■ Task brief
What are the lines, written out exactly, from the one containing "Target: stone railing cap" to the end of the entries below? Include both ends and nothing more.

^^^^

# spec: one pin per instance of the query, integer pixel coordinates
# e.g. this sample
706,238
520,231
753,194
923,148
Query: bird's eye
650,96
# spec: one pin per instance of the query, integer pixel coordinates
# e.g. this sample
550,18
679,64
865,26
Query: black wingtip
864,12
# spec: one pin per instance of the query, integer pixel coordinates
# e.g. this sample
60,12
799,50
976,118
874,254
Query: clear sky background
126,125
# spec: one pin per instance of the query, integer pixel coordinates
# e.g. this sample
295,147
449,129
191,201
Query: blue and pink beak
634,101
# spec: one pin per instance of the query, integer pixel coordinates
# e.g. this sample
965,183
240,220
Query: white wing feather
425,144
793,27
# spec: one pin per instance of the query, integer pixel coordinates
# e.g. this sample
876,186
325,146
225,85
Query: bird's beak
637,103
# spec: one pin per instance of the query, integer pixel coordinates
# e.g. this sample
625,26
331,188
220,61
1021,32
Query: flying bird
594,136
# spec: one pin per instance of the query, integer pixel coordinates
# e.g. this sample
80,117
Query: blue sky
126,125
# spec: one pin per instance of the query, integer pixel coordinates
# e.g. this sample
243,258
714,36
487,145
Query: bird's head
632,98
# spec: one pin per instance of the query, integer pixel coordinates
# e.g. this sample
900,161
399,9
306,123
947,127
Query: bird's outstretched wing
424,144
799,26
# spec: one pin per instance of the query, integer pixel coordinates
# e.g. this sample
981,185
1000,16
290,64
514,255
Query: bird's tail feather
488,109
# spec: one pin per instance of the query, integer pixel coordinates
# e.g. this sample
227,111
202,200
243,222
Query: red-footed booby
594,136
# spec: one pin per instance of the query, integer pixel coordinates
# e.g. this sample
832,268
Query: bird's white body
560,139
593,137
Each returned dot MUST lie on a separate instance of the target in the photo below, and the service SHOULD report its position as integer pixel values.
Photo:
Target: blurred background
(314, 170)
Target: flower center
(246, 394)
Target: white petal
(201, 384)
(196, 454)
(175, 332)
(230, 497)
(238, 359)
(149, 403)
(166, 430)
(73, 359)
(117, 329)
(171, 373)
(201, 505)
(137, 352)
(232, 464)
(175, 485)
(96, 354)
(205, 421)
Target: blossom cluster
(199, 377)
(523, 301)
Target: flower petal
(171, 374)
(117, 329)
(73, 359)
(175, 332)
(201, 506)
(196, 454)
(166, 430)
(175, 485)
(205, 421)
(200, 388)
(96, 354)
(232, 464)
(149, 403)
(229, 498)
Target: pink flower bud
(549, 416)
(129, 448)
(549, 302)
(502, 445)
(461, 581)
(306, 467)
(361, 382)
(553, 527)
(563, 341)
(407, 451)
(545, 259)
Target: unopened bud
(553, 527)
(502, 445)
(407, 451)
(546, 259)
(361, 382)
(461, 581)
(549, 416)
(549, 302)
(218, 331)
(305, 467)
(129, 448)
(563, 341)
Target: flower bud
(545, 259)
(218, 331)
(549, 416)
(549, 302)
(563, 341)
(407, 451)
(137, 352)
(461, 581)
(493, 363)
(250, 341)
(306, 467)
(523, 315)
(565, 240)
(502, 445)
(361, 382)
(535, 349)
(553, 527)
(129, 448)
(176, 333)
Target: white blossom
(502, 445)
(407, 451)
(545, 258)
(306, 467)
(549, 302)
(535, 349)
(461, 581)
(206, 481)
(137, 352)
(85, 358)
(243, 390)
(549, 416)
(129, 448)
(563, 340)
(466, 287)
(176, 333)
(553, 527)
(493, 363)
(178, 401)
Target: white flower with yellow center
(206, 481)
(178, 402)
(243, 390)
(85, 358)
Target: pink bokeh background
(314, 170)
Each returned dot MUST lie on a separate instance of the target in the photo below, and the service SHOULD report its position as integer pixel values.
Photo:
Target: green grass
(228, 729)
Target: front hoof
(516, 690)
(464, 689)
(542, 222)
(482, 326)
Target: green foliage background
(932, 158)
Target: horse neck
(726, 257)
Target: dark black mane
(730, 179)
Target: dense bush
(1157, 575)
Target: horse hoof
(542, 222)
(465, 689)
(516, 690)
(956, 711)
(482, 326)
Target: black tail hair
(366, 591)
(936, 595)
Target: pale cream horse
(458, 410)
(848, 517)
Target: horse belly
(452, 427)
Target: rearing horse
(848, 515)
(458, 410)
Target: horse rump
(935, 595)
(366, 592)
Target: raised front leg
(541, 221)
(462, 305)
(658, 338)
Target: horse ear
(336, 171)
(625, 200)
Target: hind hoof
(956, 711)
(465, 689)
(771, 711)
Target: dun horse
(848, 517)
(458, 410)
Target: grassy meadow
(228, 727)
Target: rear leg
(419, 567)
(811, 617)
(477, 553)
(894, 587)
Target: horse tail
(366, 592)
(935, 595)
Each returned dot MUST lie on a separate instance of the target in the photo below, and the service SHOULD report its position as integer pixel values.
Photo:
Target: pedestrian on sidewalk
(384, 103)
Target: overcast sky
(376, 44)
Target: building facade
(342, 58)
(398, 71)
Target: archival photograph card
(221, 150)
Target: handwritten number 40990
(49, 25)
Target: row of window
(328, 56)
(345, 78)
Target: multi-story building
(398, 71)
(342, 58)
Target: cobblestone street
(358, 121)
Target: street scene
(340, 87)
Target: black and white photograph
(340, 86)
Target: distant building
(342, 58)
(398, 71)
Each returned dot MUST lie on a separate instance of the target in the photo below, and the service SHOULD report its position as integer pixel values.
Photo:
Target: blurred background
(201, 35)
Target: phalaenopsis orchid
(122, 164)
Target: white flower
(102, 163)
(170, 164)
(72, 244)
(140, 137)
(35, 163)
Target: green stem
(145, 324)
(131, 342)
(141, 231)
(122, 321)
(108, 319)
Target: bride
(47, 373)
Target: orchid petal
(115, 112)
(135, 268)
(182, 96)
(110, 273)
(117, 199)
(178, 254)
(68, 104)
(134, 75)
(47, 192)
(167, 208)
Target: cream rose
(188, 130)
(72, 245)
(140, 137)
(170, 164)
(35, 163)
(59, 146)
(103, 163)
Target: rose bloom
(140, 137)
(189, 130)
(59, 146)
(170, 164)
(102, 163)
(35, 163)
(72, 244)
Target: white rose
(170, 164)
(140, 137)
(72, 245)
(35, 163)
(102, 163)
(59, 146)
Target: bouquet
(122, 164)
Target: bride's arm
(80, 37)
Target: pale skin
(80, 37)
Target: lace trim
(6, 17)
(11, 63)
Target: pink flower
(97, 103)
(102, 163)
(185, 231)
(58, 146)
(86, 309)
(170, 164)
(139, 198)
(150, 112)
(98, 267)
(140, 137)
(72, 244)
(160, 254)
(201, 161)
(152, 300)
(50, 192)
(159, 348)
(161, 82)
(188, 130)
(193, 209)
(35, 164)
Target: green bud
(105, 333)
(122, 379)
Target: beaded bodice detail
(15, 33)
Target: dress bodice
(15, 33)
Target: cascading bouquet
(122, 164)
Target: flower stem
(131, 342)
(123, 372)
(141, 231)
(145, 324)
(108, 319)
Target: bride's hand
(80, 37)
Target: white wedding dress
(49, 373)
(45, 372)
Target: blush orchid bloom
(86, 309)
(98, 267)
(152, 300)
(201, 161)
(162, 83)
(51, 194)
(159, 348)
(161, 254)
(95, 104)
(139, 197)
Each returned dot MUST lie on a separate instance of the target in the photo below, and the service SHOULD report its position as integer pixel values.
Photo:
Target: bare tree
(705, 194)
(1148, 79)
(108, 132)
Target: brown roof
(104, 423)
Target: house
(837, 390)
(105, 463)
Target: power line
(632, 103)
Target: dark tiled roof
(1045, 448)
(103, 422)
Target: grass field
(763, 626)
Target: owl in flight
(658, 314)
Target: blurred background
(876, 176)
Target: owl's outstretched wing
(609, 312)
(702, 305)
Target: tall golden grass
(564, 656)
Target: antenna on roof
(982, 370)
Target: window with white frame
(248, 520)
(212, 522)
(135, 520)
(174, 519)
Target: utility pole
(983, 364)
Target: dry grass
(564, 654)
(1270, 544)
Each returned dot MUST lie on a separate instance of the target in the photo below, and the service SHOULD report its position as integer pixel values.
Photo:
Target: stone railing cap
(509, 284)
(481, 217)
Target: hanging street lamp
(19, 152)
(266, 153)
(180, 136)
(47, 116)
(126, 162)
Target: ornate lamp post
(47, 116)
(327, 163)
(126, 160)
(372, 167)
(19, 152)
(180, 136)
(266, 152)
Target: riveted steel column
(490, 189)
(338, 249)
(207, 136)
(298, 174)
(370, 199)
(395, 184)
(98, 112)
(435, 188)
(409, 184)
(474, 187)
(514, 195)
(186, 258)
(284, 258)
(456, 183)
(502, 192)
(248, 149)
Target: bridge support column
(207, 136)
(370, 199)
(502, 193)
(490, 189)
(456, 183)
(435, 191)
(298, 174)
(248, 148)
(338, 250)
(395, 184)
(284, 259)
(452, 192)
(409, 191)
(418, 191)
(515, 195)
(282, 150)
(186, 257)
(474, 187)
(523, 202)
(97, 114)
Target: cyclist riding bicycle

^^^^

■ Response area
Target: stone railing cap
(509, 284)
(481, 217)
Target: hanging street lamp
(19, 152)
(266, 153)
(180, 136)
(47, 116)
(126, 162)
Target: ornate lamp post
(47, 116)
(327, 163)
(126, 160)
(372, 167)
(19, 152)
(180, 136)
(266, 152)
Target: riveted steel column
(490, 189)
(338, 249)
(207, 136)
(298, 174)
(370, 199)
(395, 184)
(98, 112)
(435, 188)
(409, 184)
(474, 187)
(514, 195)
(186, 258)
(284, 258)
(456, 183)
(502, 192)
(248, 149)
Target: bridge support column
(207, 136)
(370, 199)
(502, 193)
(490, 189)
(456, 183)
(435, 191)
(298, 174)
(248, 148)
(338, 250)
(395, 184)
(284, 259)
(452, 192)
(409, 191)
(418, 191)
(515, 195)
(282, 150)
(186, 257)
(474, 187)
(523, 202)
(97, 114)
Target: cyclist riding bicycle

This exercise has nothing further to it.